[Rows from a dataset]
....
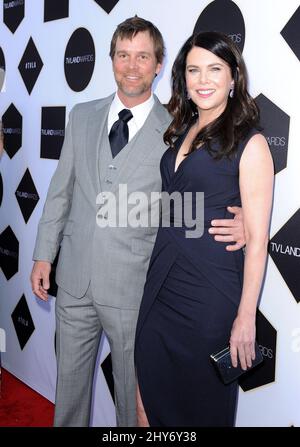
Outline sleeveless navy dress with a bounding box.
[135,129,258,427]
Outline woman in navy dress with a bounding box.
[135,32,273,426]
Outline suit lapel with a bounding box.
[85,95,114,194]
[111,96,169,192]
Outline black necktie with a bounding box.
[108,109,133,158]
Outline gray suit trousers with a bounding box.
[54,287,138,427]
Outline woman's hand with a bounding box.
[230,314,255,370]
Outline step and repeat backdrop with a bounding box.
[0,0,300,426]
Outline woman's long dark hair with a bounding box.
[164,31,259,159]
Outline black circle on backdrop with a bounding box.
[64,28,95,92]
[193,0,245,51]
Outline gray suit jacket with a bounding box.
[33,95,171,309]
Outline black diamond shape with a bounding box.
[95,0,119,14]
[101,354,115,402]
[239,311,277,391]
[280,6,300,60]
[15,169,40,223]
[0,174,3,210]
[3,0,25,33]
[269,209,300,303]
[193,0,245,51]
[256,94,290,174]
[2,104,22,158]
[0,227,19,280]
[44,0,69,22]
[18,37,44,94]
[11,295,35,350]
[41,107,66,160]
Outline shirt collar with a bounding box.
[110,93,155,128]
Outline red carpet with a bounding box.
[0,368,54,427]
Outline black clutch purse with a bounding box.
[210,342,263,384]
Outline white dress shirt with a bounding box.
[107,93,154,141]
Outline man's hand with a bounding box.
[30,261,51,301]
[208,206,246,251]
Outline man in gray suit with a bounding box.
[31,17,241,426]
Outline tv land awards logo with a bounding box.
[15,169,40,223]
[44,0,69,22]
[11,295,35,350]
[0,226,19,280]
[41,107,66,160]
[3,0,25,33]
[2,104,22,158]
[255,94,290,174]
[280,6,300,61]
[18,37,44,94]
[269,209,300,303]
[64,28,96,92]
[239,310,277,391]
[95,0,119,14]
[193,0,245,51]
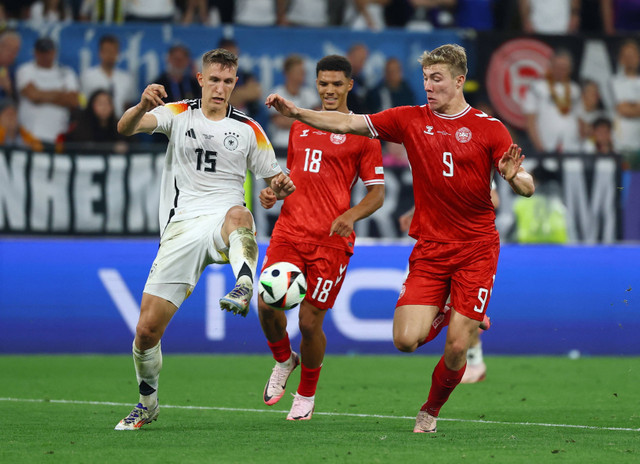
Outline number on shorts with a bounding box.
[311,277,333,303]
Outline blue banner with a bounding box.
[0,238,640,355]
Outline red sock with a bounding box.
[420,356,467,417]
[267,333,291,362]
[418,305,451,346]
[298,364,322,396]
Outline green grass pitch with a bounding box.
[0,354,640,464]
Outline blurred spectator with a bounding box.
[519,0,580,34]
[269,55,320,154]
[343,0,391,31]
[382,142,409,167]
[406,0,458,32]
[601,0,640,34]
[577,79,608,139]
[62,90,127,153]
[523,51,580,153]
[611,40,640,153]
[456,0,496,31]
[125,0,176,23]
[0,98,43,151]
[16,37,80,144]
[79,0,126,24]
[218,39,263,119]
[153,44,202,102]
[277,0,329,27]
[0,31,22,100]
[29,0,73,27]
[367,57,415,113]
[347,43,369,114]
[234,0,277,26]
[80,35,138,117]
[583,118,615,155]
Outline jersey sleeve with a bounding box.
[358,139,384,187]
[247,120,282,179]
[364,106,407,143]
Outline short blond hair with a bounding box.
[418,44,467,77]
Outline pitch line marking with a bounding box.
[0,398,640,432]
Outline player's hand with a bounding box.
[258,187,278,209]
[498,143,524,182]
[140,84,167,111]
[264,93,298,118]
[398,207,416,232]
[329,211,355,237]
[271,172,296,200]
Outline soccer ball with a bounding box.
[258,261,307,310]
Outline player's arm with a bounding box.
[118,84,167,135]
[329,184,384,237]
[498,143,536,197]
[260,172,296,198]
[265,93,371,137]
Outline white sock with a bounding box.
[229,227,258,283]
[467,342,483,366]
[133,341,162,408]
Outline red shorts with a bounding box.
[396,237,500,321]
[262,239,351,309]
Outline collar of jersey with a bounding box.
[433,105,471,119]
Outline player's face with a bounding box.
[422,64,464,113]
[197,63,238,111]
[316,71,353,112]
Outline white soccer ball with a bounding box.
[258,261,307,310]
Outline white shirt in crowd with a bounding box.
[611,75,640,152]
[522,79,581,153]
[80,65,138,118]
[16,61,79,143]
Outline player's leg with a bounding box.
[220,206,258,316]
[115,292,180,430]
[258,296,300,406]
[460,328,487,383]
[258,239,306,406]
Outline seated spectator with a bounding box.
[78,0,127,24]
[269,55,319,154]
[153,44,202,102]
[519,0,580,35]
[125,0,176,23]
[63,90,127,153]
[80,35,138,118]
[577,79,608,140]
[343,0,391,31]
[0,31,22,99]
[522,50,581,153]
[584,118,615,155]
[218,39,264,119]
[16,37,80,144]
[29,0,73,27]
[233,0,277,26]
[277,0,330,27]
[0,99,43,151]
[367,57,415,113]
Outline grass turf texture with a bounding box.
[0,354,640,464]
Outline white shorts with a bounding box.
[144,211,255,307]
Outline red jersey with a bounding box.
[365,105,512,242]
[272,121,384,253]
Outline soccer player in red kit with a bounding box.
[258,55,384,420]
[266,44,534,433]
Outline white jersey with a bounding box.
[151,99,281,232]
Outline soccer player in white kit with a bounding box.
[115,49,295,430]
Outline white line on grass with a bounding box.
[0,398,640,432]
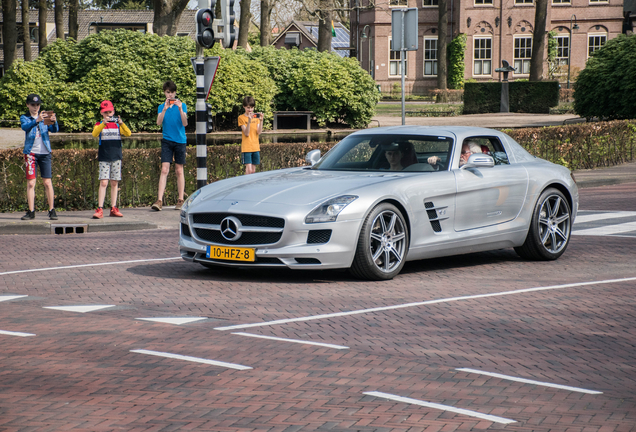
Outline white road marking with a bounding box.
[0,330,35,337]
[130,350,252,370]
[574,210,636,225]
[363,392,517,424]
[44,305,115,313]
[455,368,603,394]
[572,222,636,236]
[232,332,349,349]
[0,295,28,302]
[135,317,207,325]
[214,277,636,331]
[0,257,183,276]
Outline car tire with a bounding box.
[515,188,572,261]
[350,203,409,280]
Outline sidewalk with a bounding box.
[0,162,636,235]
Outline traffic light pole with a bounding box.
[194,0,210,189]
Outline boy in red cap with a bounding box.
[93,101,132,219]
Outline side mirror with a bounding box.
[305,149,320,166]
[459,153,495,169]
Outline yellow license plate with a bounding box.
[206,246,256,262]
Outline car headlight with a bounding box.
[180,189,201,224]
[305,195,358,223]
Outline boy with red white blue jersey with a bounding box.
[93,101,132,219]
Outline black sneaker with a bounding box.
[20,210,35,220]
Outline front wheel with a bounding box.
[350,203,409,280]
[515,188,572,261]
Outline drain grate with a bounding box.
[51,224,88,234]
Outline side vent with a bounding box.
[424,201,448,232]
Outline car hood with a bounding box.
[197,168,405,205]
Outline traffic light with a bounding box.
[221,0,236,48]
[205,103,214,133]
[196,9,216,48]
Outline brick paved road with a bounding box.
[0,184,636,432]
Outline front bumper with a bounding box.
[179,209,362,270]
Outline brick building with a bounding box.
[351,0,624,94]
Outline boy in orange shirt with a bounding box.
[239,96,263,174]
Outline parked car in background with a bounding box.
[179,126,578,280]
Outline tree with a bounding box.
[68,0,79,40]
[152,0,189,36]
[574,35,636,120]
[530,0,548,81]
[38,0,48,52]
[437,0,448,102]
[2,0,18,71]
[238,0,252,48]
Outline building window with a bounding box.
[555,36,570,66]
[473,38,492,75]
[587,35,607,56]
[514,37,532,74]
[424,38,437,76]
[389,40,409,76]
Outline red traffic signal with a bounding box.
[196,9,215,48]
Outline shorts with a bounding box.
[241,152,261,165]
[161,139,186,165]
[24,153,53,180]
[99,159,121,181]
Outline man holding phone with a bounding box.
[151,81,188,211]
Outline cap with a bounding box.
[27,93,42,104]
[99,101,115,113]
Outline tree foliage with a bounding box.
[574,35,636,120]
[0,30,379,132]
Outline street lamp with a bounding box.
[568,15,579,88]
[360,24,371,74]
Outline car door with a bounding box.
[453,136,528,231]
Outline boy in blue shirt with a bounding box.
[151,81,188,211]
[20,94,60,220]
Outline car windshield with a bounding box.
[312,134,453,172]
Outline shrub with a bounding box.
[574,35,636,120]
[464,80,559,114]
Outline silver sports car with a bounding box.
[179,126,578,280]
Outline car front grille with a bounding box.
[190,213,285,246]
[192,213,285,228]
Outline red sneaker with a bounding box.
[110,207,124,217]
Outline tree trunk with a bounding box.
[238,0,252,48]
[152,0,188,36]
[68,0,79,40]
[530,0,548,81]
[38,0,47,52]
[2,0,18,73]
[437,0,448,98]
[318,0,333,52]
[53,0,64,40]
[261,0,274,46]
[22,0,31,61]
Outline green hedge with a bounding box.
[0,30,380,132]
[0,121,636,212]
[464,81,559,114]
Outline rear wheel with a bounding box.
[350,203,409,280]
[515,188,572,261]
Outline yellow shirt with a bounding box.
[239,114,261,153]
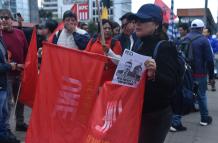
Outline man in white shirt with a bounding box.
[53,10,90,50]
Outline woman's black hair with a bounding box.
[45,19,58,33]
[98,19,113,33]
[112,21,120,29]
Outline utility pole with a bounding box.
[204,0,208,26]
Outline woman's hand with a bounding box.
[102,44,109,54]
[144,59,157,79]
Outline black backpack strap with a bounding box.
[110,38,118,50]
[56,30,62,39]
[153,40,166,59]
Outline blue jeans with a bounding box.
[171,114,182,126]
[193,77,208,119]
[0,90,10,136]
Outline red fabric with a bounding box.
[26,43,106,143]
[19,28,38,107]
[84,77,145,143]
[86,37,122,85]
[154,0,176,23]
[48,4,78,43]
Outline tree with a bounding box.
[39,9,53,19]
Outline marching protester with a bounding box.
[185,19,215,126]
[0,20,20,143]
[170,23,189,132]
[0,9,28,131]
[112,21,120,36]
[132,4,181,143]
[203,27,218,91]
[114,13,141,52]
[179,23,189,41]
[80,23,89,32]
[53,10,90,50]
[86,19,122,84]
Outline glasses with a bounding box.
[0,16,10,20]
[64,17,76,22]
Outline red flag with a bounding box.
[82,80,145,143]
[26,43,106,143]
[48,4,78,43]
[154,0,176,23]
[19,28,38,107]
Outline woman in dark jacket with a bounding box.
[135,4,182,143]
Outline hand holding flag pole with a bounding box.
[96,0,108,53]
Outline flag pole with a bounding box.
[12,81,22,129]
[96,0,105,47]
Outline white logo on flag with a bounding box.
[95,100,123,133]
[52,77,82,119]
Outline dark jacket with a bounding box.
[185,31,214,79]
[136,36,181,113]
[0,38,12,90]
[52,30,90,50]
[113,33,142,52]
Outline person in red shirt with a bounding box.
[86,19,122,84]
[0,9,28,131]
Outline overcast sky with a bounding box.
[132,0,218,21]
[38,0,218,21]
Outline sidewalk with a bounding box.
[165,80,218,143]
[11,80,218,143]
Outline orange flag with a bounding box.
[19,28,38,107]
[84,80,145,143]
[48,4,78,43]
[26,43,106,143]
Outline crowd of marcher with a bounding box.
[0,4,218,143]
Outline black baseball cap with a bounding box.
[134,4,163,24]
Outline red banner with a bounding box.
[78,3,89,20]
[19,28,38,107]
[83,80,145,143]
[26,43,106,143]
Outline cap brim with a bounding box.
[133,13,152,21]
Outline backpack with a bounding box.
[153,40,194,115]
[177,35,201,66]
[153,40,186,86]
[177,35,201,115]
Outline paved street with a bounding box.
[11,81,218,143]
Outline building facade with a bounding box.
[113,0,132,23]
[0,0,39,23]
[177,8,217,33]
[42,0,58,18]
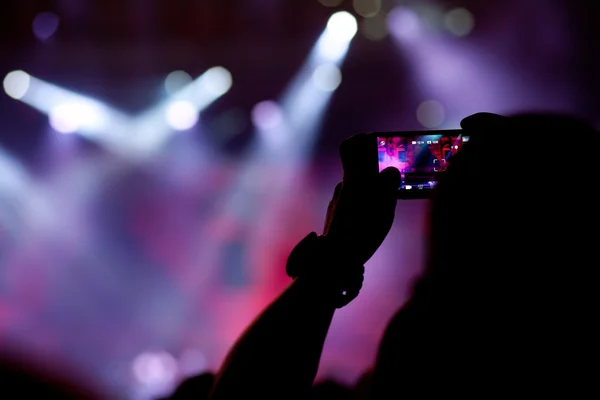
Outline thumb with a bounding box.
[379,167,402,195]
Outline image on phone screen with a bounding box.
[377,130,469,198]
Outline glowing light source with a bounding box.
[165,71,193,95]
[444,8,475,36]
[48,102,103,134]
[199,67,233,96]
[327,11,358,42]
[319,0,344,7]
[131,352,178,386]
[4,71,31,100]
[252,100,283,130]
[33,12,59,41]
[417,100,446,128]
[312,64,342,92]
[167,101,199,131]
[388,7,421,39]
[352,0,381,18]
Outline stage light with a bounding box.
[131,352,178,386]
[4,71,31,100]
[33,12,59,41]
[165,71,193,95]
[198,67,233,96]
[252,100,283,130]
[167,101,199,131]
[327,11,358,43]
[312,64,342,92]
[444,8,475,37]
[319,0,344,7]
[48,102,105,134]
[352,0,381,18]
[417,100,446,128]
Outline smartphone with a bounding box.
[374,129,469,200]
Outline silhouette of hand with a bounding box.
[323,134,400,265]
[286,134,400,308]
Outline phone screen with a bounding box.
[377,130,469,199]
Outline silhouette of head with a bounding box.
[162,372,215,400]
[417,115,600,394]
[311,380,352,400]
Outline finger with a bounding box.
[323,182,343,235]
[379,167,402,195]
[340,133,379,183]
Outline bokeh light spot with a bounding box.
[167,101,199,131]
[327,11,358,42]
[4,71,31,100]
[312,64,342,92]
[444,8,475,37]
[48,102,105,134]
[352,0,381,18]
[319,0,344,7]
[252,100,283,130]
[201,67,233,96]
[165,71,193,95]
[131,352,178,386]
[417,100,446,128]
[33,12,60,41]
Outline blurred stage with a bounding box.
[0,0,600,399]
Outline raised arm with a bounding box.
[211,135,400,400]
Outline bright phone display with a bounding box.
[376,130,469,199]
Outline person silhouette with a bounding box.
[212,114,600,399]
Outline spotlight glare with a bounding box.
[312,64,342,92]
[319,0,344,7]
[48,104,79,134]
[131,352,178,386]
[165,71,193,95]
[166,101,199,131]
[252,100,283,130]
[200,67,233,96]
[48,102,106,134]
[4,70,31,100]
[352,0,381,18]
[327,11,358,42]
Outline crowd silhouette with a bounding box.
[0,113,600,400]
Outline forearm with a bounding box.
[211,278,335,399]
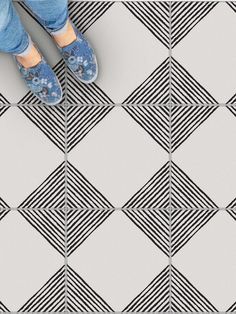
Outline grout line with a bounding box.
[168,1,172,312]
[0,104,236,107]
[0,206,233,211]
[64,65,68,312]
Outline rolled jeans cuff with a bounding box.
[14,34,34,57]
[50,19,69,36]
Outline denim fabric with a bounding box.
[0,0,68,54]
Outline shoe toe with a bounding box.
[17,59,62,105]
[62,33,98,84]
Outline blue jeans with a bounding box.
[0,0,68,55]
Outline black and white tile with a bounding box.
[0,1,236,313]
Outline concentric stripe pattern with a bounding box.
[18,266,65,313]
[19,162,65,208]
[122,266,170,313]
[171,209,217,255]
[67,105,114,151]
[171,105,218,152]
[67,209,113,256]
[19,209,65,256]
[123,209,170,256]
[171,266,217,313]
[0,301,10,313]
[123,58,170,104]
[68,1,114,33]
[123,162,170,208]
[67,266,114,313]
[171,57,217,104]
[171,1,217,48]
[171,162,218,208]
[67,162,113,208]
[123,1,170,48]
[123,106,170,152]
[19,106,65,152]
[0,209,9,220]
[226,302,236,312]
....
**WRITTEN INSTRUCTION**. Please update the records between the lines holding "Outline red traffic" and "[0,90,10,136]", inclusive, so that every "car" becomes "vehicle" with all else unchanged. Give back only those lines, and leave the pictures out.

**OUTPUT OF THE TASK**.
Outline red traffic signal with a bounding box.
[196,9,215,48]
Outline shorts with a bounding box.
[241,152,261,165]
[161,139,186,165]
[24,153,53,180]
[99,159,121,181]
Outline man holding phone with a bounding box.
[151,81,188,211]
Outline cap with a bounding box.
[27,93,42,104]
[99,101,115,113]
Outline tree foliage with a bounding box.
[574,35,636,120]
[0,30,379,132]
Outline street lamp with a bounding box.
[568,15,579,88]
[360,24,371,74]
Outline vehicle door with a bounding box.
[453,136,528,231]
Outline boy in blue shirt with a bounding box.
[151,81,188,211]
[20,94,60,220]
Outline vehicle windshield with a bounding box.
[312,134,453,172]
Outline shrub with a bounding box.
[574,35,636,120]
[464,80,559,114]
Outline silver sports vehicle with a bounding box.
[179,126,578,280]
Outline vehicle front grille with a bounding box.
[190,213,285,246]
[192,213,285,228]
Outline red sneaker with a bounding box.
[110,207,124,217]
Outline tree trunk with a bounding box.
[238,0,252,48]
[152,0,188,36]
[68,0,79,40]
[530,0,548,81]
[38,0,47,52]
[2,0,18,73]
[437,0,448,98]
[318,0,333,52]
[53,0,64,40]
[261,0,274,46]
[22,0,31,61]
Outline green hedge with a bounding box.
[0,30,380,132]
[0,121,636,212]
[464,81,559,114]
Outline rear wheel with a bounding box.
[350,203,409,280]
[515,188,572,261]
Outline yellow shirt with a bounding box.
[239,114,261,153]
Outline man in white shirt with a bounding box.
[53,10,90,50]
Outline woman's black hair with a bounding box.
[45,19,58,33]
[98,19,113,33]
[112,21,120,29]
Outline utility pole with a bounding box.
[204,0,208,26]
Outline woman's hand with a bounding box.
[102,44,109,54]
[144,59,157,79]
Outline black backpack strap with a bounding box.
[110,38,118,50]
[56,30,62,39]
[153,40,166,59]
Outline blue jeans with a bounding box.
[171,114,182,126]
[193,77,208,119]
[0,90,10,136]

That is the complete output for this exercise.